DIRECTIONS:
Rewrite the data below from its first line up to and including the line with "top-left (35, 0), bottom-right (180, 69)", keeping every line, requests included, but multiply each box coordinate in the answers by 1.25 and round to whole numbers, with halves going up. Leave the numbers in the requests and their format samples as they are.

EXTRACTED ENTRIES:
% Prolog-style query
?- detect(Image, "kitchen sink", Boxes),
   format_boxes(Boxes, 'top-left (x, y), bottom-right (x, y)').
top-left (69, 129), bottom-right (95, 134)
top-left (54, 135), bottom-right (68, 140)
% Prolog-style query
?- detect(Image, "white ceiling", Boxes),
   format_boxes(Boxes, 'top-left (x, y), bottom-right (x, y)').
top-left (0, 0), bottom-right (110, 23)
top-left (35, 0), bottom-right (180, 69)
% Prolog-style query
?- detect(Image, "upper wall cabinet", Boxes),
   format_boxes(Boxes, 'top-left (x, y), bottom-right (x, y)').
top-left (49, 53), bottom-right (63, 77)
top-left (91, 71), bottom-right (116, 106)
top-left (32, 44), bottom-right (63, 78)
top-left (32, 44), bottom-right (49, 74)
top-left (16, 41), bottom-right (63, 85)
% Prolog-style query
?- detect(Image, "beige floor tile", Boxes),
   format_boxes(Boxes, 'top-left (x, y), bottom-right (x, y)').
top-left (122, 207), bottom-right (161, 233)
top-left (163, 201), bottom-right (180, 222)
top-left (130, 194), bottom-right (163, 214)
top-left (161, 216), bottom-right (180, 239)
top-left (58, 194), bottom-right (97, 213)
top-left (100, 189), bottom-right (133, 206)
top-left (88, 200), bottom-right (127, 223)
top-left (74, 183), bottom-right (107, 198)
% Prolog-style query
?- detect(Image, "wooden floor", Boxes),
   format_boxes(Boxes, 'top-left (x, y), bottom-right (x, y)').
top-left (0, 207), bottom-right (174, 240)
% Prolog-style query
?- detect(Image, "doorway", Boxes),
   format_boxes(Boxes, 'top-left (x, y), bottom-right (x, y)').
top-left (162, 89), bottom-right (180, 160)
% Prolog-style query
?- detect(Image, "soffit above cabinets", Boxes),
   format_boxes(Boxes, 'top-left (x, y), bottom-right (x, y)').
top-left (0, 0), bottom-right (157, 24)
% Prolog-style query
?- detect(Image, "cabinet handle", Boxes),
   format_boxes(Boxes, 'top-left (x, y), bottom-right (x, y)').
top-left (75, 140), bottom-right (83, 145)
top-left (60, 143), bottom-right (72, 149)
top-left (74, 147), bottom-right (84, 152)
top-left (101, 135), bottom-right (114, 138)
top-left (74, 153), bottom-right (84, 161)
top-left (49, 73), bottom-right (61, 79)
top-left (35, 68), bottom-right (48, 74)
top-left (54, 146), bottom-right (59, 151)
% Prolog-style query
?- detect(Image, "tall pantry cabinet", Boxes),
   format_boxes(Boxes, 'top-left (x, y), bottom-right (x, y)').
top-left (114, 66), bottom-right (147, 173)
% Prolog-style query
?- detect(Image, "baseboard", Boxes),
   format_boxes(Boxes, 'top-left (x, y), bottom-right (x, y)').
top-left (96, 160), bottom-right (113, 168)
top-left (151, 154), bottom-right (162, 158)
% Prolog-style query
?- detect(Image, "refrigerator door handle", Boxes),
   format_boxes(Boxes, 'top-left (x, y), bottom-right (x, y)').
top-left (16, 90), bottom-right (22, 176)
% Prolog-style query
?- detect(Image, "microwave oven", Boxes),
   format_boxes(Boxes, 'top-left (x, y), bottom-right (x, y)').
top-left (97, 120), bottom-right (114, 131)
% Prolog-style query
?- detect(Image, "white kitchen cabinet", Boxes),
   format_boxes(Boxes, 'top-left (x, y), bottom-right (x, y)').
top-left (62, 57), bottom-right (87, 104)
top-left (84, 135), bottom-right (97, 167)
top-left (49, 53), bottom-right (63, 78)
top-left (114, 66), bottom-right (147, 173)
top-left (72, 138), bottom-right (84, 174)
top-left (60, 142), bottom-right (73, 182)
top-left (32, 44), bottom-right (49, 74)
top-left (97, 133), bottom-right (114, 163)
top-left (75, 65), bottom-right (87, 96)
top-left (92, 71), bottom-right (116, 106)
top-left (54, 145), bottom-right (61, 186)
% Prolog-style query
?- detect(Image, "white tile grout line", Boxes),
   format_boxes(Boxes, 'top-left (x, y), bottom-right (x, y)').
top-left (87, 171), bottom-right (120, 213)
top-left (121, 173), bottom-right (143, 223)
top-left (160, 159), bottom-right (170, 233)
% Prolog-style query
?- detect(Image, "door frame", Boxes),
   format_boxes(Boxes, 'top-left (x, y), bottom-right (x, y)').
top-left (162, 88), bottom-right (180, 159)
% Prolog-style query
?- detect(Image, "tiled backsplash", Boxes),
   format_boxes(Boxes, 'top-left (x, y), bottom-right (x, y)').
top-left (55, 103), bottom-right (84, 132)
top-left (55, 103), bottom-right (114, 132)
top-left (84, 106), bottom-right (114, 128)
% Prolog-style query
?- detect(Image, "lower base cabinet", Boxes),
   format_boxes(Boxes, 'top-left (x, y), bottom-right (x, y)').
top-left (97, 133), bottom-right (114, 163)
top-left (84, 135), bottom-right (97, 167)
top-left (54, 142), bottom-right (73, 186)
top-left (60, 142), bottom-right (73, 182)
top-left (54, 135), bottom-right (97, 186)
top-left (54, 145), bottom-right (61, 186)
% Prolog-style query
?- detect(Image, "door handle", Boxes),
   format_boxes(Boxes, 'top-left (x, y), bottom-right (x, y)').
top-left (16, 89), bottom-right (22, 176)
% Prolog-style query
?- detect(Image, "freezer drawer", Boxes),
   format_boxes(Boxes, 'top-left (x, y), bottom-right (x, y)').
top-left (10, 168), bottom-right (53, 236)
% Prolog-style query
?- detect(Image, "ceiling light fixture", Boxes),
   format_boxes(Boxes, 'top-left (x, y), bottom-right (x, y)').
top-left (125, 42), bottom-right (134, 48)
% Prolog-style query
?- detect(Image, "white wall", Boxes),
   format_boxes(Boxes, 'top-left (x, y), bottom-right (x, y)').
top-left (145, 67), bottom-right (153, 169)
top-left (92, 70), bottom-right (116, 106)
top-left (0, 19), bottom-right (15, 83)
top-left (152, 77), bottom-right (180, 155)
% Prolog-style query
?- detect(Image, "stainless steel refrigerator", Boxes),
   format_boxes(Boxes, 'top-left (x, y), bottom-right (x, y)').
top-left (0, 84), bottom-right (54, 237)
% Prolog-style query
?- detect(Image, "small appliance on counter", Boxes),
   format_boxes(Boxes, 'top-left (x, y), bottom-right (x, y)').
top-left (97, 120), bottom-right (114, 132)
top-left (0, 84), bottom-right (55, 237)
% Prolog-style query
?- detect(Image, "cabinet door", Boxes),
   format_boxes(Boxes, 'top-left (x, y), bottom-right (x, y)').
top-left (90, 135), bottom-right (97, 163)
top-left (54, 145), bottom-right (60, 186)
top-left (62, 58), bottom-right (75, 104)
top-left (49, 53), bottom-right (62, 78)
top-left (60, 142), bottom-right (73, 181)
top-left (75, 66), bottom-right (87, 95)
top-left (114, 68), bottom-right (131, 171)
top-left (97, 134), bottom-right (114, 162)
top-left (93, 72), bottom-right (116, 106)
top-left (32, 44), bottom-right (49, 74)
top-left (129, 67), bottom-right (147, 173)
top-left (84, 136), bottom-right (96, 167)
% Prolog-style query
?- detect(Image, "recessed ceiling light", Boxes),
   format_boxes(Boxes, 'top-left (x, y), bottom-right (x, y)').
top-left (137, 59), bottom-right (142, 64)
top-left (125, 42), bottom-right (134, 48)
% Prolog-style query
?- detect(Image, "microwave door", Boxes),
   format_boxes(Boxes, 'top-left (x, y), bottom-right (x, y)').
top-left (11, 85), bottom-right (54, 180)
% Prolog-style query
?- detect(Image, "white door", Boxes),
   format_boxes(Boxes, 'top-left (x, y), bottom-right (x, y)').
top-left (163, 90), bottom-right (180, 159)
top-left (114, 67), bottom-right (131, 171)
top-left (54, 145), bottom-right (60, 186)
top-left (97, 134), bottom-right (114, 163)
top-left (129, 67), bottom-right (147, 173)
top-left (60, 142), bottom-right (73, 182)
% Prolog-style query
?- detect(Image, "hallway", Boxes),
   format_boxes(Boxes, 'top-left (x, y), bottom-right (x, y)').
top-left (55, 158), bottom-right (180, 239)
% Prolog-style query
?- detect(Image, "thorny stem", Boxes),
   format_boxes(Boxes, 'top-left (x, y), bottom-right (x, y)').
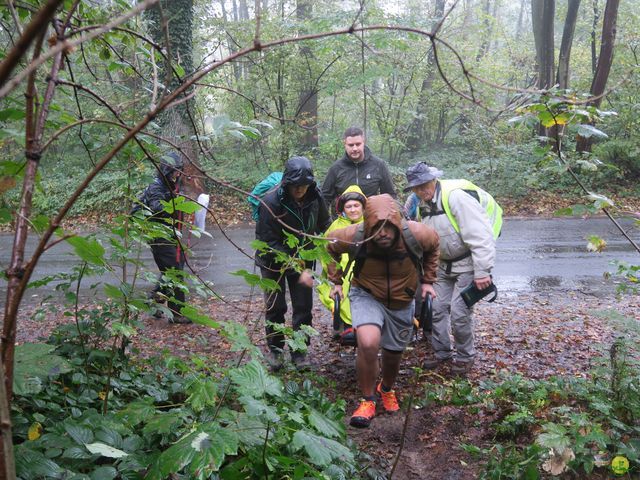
top-left (74, 262), bottom-right (89, 378)
top-left (389, 369), bottom-right (420, 480)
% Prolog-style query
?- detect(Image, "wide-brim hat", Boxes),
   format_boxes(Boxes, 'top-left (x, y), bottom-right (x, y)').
top-left (403, 162), bottom-right (443, 192)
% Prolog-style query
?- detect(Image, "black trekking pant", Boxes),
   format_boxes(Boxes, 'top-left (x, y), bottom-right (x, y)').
top-left (260, 268), bottom-right (313, 351)
top-left (149, 238), bottom-right (185, 315)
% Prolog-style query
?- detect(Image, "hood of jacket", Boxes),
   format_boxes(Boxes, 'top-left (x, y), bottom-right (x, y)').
top-left (156, 152), bottom-right (184, 189)
top-left (281, 157), bottom-right (316, 189)
top-left (336, 185), bottom-right (367, 214)
top-left (364, 193), bottom-right (402, 241)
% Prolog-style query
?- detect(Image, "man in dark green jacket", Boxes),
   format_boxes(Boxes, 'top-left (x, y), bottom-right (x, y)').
top-left (255, 156), bottom-right (330, 370)
top-left (322, 127), bottom-right (396, 212)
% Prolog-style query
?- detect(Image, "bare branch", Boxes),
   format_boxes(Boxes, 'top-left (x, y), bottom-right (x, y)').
top-left (0, 0), bottom-right (159, 98)
top-left (0, 0), bottom-right (63, 87)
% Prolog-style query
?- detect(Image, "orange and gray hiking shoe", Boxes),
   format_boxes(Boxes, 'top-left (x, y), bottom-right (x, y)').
top-left (376, 382), bottom-right (400, 412)
top-left (349, 398), bottom-right (376, 428)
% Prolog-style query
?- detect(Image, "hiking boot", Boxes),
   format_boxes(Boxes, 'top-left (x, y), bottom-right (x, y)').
top-left (422, 357), bottom-right (451, 370)
top-left (451, 360), bottom-right (473, 375)
top-left (169, 315), bottom-right (193, 325)
top-left (376, 382), bottom-right (400, 412)
top-left (264, 351), bottom-right (284, 372)
top-left (349, 398), bottom-right (376, 428)
top-left (291, 352), bottom-right (311, 370)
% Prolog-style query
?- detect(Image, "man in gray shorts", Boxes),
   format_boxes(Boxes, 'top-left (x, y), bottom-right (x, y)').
top-left (327, 194), bottom-right (439, 428)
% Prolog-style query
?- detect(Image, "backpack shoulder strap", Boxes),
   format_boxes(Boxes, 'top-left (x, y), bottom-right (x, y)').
top-left (402, 218), bottom-right (424, 275)
top-left (342, 222), bottom-right (367, 277)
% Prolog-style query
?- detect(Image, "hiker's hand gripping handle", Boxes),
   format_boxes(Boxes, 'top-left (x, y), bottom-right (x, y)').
top-left (329, 285), bottom-right (344, 300)
top-left (420, 283), bottom-right (436, 300)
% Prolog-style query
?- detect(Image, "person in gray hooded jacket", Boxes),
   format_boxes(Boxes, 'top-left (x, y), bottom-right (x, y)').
top-left (131, 152), bottom-right (191, 323)
top-left (404, 162), bottom-right (496, 374)
top-left (322, 127), bottom-right (396, 212)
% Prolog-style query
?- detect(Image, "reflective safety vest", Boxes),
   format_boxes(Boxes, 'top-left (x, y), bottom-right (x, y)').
top-left (418, 179), bottom-right (502, 239)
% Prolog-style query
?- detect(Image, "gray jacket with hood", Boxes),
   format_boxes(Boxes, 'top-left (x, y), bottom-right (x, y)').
top-left (412, 182), bottom-right (496, 278)
top-left (255, 157), bottom-right (331, 269)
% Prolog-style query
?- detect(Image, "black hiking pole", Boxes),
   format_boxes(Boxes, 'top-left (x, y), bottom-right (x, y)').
top-left (420, 293), bottom-right (433, 337)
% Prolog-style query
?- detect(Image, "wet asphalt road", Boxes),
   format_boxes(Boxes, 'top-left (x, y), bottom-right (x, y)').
top-left (0, 218), bottom-right (640, 305)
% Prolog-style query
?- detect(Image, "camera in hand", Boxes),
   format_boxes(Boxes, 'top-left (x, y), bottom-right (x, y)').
top-left (460, 282), bottom-right (498, 308)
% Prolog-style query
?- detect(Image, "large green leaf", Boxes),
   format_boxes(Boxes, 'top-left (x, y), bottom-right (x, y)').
top-left (187, 378), bottom-right (218, 412)
top-left (189, 426), bottom-right (238, 472)
top-left (161, 196), bottom-right (201, 214)
top-left (145, 434), bottom-right (197, 480)
top-left (64, 424), bottom-right (93, 445)
top-left (291, 430), bottom-right (353, 467)
top-left (231, 360), bottom-right (283, 397)
top-left (238, 395), bottom-right (280, 423)
top-left (13, 343), bottom-right (71, 396)
top-left (14, 445), bottom-right (64, 480)
top-left (536, 423), bottom-right (571, 452)
top-left (142, 413), bottom-right (182, 436)
top-left (578, 124), bottom-right (609, 138)
top-left (309, 409), bottom-right (344, 438)
top-left (117, 399), bottom-right (156, 427)
top-left (91, 466), bottom-right (118, 480)
top-left (235, 412), bottom-right (267, 447)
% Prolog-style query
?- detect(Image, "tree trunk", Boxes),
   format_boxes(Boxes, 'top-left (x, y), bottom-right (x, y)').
top-left (406, 0), bottom-right (445, 152)
top-left (576, 0), bottom-right (620, 152)
top-left (516, 0), bottom-right (527, 38)
top-left (0, 357), bottom-right (16, 480)
top-left (146, 0), bottom-right (201, 194)
top-left (591, 0), bottom-right (600, 77)
top-left (476, 0), bottom-right (498, 62)
top-left (531, 0), bottom-right (555, 90)
top-left (296, 0), bottom-right (318, 151)
top-left (556, 0), bottom-right (580, 90)
top-left (531, 0), bottom-right (556, 137)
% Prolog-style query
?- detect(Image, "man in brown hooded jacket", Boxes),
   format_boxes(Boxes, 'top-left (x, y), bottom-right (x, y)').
top-left (327, 194), bottom-right (439, 428)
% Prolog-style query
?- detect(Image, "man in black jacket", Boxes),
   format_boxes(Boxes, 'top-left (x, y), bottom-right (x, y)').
top-left (322, 127), bottom-right (396, 211)
top-left (132, 152), bottom-right (191, 323)
top-left (256, 157), bottom-right (330, 370)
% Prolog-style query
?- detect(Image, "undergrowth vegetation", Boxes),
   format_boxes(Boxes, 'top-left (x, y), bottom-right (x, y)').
top-left (13, 304), bottom-right (359, 480)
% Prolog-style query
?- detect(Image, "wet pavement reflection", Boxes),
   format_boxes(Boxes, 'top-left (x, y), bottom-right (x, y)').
top-left (0, 218), bottom-right (640, 305)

IN RESPONSE:
% Prolog-style query
?- detect(Image, "kitchen sink", Boxes),
   format_boxes(Boxes, 'top-left (x, y), bottom-right (x, y)').
top-left (86, 161), bottom-right (119, 168)
top-left (68, 169), bottom-right (85, 175)
% Prolog-style query
?- detect(Image, "white ceiling", Boxes),
   format_boxes(Boxes, 'top-left (x, y), bottom-right (x, y)').
top-left (0, 0), bottom-right (138, 29)
top-left (44, 0), bottom-right (225, 86)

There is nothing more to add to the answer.